**Work to be completed:** In the records below, find the line that contains "Where can the bird's head" and the line that contains "Where can the bark". Set down exactly those lines and every line between them, and nothing more.

**Dataset excerpts:**

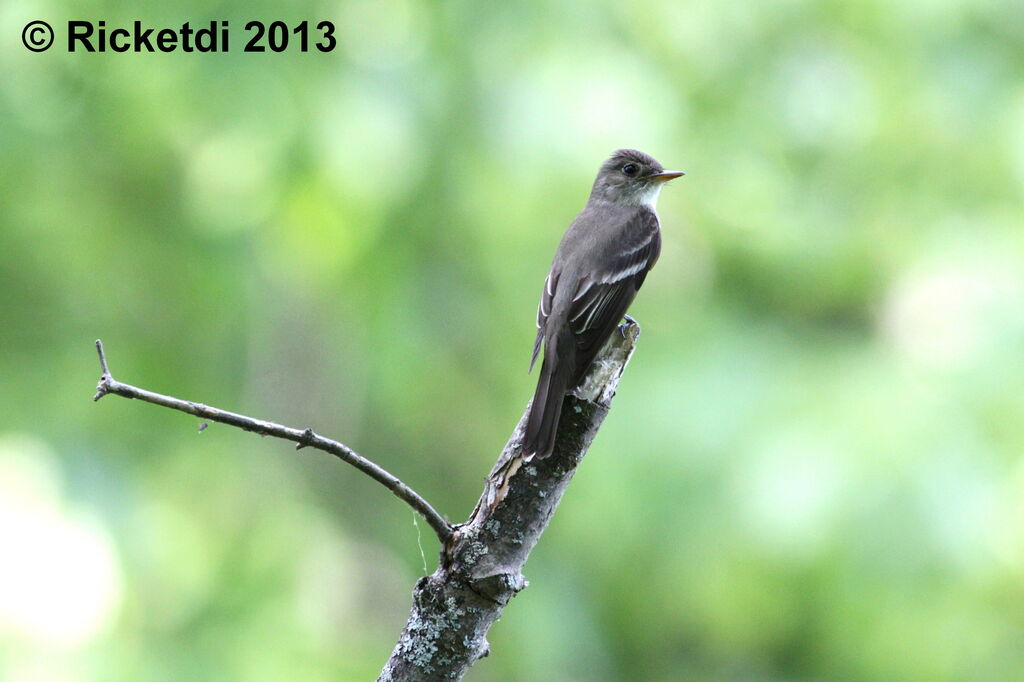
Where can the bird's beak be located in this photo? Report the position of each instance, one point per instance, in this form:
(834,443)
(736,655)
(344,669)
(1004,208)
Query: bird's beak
(665,176)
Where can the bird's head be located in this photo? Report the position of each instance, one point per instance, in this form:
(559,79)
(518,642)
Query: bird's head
(631,177)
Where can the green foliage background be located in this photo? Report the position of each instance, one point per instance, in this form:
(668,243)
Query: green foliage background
(813,468)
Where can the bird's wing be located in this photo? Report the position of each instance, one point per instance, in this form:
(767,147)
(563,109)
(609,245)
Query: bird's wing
(602,297)
(543,310)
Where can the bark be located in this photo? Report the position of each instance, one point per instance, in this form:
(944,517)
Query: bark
(480,568)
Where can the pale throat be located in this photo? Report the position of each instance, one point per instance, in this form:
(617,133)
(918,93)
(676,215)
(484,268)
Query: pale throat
(646,197)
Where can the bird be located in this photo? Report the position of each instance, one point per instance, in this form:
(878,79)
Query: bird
(601,262)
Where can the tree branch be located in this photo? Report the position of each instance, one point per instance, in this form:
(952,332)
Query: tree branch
(481,568)
(481,560)
(302,438)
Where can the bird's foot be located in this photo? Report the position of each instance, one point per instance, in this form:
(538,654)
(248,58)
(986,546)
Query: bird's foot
(625,326)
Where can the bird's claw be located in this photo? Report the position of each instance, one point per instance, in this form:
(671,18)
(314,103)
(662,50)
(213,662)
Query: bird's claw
(626,325)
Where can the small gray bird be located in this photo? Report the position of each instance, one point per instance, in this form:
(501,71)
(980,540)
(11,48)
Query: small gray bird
(600,264)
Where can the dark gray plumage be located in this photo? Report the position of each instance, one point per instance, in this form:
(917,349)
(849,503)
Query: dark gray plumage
(600,264)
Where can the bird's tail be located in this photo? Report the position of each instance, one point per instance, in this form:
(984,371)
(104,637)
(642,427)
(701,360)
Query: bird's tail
(542,424)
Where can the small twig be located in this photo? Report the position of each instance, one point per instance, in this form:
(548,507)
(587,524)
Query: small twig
(303,438)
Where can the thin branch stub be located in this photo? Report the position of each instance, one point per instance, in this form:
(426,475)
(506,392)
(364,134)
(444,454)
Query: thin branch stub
(302,438)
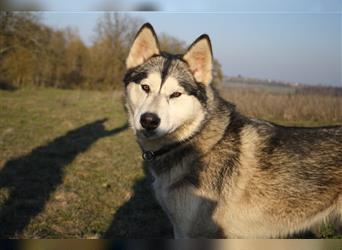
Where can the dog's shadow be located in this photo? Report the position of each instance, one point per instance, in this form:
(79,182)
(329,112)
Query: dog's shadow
(32,178)
(141,216)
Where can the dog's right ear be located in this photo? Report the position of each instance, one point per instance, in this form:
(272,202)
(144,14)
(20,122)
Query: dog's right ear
(145,45)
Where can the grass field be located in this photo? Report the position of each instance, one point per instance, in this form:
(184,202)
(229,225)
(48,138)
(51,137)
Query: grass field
(70,168)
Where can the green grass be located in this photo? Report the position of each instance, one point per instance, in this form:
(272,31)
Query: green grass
(70,168)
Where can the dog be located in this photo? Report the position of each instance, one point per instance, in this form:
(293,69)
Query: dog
(218,173)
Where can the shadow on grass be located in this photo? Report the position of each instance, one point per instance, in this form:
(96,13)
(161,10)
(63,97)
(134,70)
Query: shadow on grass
(4,85)
(141,216)
(32,178)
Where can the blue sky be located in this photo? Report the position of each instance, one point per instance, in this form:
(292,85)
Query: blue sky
(299,47)
(296,41)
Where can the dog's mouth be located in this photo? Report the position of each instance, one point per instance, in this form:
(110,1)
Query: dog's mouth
(150,134)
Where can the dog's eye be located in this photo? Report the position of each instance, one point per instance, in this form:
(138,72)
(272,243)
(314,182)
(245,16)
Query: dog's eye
(175,94)
(146,88)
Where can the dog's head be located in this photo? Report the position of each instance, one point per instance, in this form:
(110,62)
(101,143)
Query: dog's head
(166,94)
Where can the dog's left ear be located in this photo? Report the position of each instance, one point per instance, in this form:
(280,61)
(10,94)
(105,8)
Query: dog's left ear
(200,59)
(145,45)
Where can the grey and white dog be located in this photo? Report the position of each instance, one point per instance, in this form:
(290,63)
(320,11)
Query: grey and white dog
(216,172)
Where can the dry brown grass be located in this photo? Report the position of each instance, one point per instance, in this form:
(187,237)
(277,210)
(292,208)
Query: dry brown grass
(319,109)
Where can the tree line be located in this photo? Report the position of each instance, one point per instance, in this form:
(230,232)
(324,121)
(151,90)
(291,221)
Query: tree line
(34,54)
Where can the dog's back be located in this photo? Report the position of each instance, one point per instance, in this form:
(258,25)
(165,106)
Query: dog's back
(288,179)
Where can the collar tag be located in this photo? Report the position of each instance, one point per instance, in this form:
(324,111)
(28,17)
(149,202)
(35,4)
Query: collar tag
(148,156)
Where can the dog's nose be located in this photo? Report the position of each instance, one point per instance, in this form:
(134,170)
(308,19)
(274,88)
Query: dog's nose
(149,121)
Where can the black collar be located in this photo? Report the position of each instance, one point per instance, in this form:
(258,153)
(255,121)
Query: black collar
(152,155)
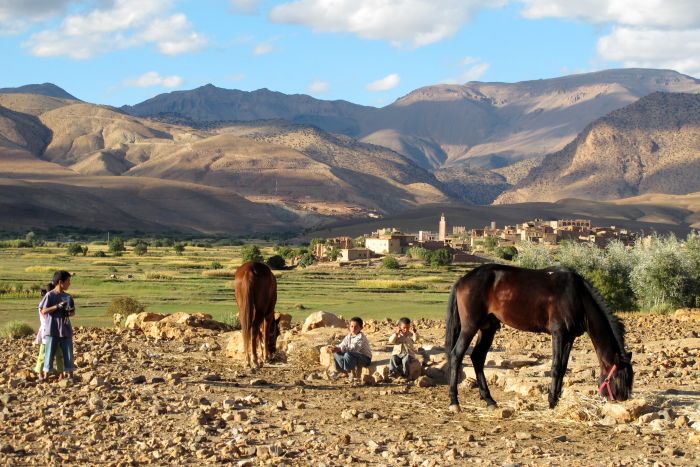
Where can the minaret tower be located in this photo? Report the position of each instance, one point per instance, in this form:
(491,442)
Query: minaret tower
(442,229)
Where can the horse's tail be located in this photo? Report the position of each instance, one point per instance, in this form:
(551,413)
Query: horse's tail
(246,302)
(453,324)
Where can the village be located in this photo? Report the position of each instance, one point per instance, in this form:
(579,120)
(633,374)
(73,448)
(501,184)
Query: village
(466,244)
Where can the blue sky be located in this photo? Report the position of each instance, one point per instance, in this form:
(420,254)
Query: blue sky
(366,51)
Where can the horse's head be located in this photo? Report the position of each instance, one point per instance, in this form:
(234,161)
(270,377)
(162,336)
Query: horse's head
(616,382)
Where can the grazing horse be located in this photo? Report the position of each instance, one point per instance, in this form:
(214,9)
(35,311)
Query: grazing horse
(256,295)
(556,301)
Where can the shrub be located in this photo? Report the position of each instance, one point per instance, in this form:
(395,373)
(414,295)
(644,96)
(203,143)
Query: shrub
(662,278)
(116,246)
(276,262)
(251,253)
(124,306)
(534,256)
(74,249)
(506,252)
(16,330)
(389,262)
(307,260)
(417,252)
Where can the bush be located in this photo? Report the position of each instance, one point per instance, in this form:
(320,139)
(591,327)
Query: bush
(16,330)
(116,246)
(506,252)
(662,278)
(276,262)
(140,248)
(251,253)
(440,257)
(124,306)
(389,262)
(74,249)
(307,260)
(534,256)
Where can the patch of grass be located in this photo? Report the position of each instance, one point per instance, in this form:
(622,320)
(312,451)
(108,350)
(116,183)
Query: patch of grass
(16,330)
(219,273)
(41,269)
(159,275)
(108,262)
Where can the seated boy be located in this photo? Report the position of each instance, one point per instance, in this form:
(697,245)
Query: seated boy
(354,350)
(403,340)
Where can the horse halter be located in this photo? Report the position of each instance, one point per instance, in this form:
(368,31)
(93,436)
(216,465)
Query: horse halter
(606,383)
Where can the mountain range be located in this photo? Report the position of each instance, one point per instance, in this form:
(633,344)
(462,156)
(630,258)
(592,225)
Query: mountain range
(217,160)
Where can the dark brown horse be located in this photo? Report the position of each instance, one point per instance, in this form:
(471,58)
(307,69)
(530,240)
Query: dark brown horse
(256,295)
(556,301)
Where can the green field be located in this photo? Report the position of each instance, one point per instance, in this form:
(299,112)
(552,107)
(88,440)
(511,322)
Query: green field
(166,283)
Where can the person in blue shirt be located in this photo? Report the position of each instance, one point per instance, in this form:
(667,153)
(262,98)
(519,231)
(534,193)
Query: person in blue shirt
(57,306)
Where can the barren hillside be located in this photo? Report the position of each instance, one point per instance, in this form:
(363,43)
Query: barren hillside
(651,146)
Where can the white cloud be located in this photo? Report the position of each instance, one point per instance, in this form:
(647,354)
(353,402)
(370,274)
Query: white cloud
(645,33)
(15,15)
(263,48)
(384,84)
(473,69)
(319,87)
(401,22)
(123,24)
(248,7)
(153,78)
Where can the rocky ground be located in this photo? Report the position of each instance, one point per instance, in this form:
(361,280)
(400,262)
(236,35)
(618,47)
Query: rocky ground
(180,400)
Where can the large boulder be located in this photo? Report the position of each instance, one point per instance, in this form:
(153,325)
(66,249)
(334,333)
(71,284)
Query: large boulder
(323,319)
(136,320)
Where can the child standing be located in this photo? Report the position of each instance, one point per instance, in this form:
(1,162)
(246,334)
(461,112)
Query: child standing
(403,340)
(41,340)
(354,350)
(57,307)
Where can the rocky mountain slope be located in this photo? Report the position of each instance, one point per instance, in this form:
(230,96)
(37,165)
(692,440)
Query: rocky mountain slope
(650,146)
(486,124)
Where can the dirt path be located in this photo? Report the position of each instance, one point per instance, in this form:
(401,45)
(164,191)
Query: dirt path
(169,402)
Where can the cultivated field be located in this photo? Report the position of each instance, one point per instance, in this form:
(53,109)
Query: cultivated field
(167,283)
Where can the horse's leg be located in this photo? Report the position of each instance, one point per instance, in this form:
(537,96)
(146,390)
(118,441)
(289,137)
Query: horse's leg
(561,347)
(483,344)
(456,356)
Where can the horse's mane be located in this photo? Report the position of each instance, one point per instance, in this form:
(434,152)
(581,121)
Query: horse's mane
(617,326)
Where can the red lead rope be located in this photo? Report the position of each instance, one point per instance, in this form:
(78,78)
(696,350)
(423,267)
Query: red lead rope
(606,383)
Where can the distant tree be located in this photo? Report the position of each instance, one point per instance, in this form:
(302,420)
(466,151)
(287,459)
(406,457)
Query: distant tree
(440,258)
(307,260)
(74,249)
(490,243)
(358,242)
(116,246)
(506,252)
(252,253)
(140,248)
(276,262)
(389,262)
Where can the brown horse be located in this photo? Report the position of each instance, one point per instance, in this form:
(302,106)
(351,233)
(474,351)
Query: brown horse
(556,301)
(256,295)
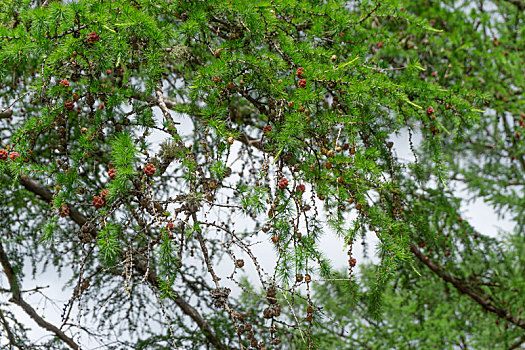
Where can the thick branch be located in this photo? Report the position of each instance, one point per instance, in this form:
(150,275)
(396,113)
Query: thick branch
(17,299)
(33,186)
(520,4)
(463,287)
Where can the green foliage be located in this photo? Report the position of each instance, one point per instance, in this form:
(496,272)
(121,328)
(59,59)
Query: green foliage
(163,143)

**Exercise solution:**
Where can the bird's head be located in this photo? Report the position of each instance, one point per instance, in this form:
(559,79)
(518,642)
Query: bird's head
(631,177)
Where can the green foliage background be located in this photo? Report the position of each instance, one point per instance, in this form:
(668,243)
Query: green foliage background
(813,468)
Where can the bird's wing be located in this photo? Report the position of each instance, one point per instance, in this form:
(767,147)
(563,109)
(609,245)
Query: bird's wing
(602,297)
(543,310)
Where can the bark be located in this photo? Report the position of each instance, one point per instance, in this form:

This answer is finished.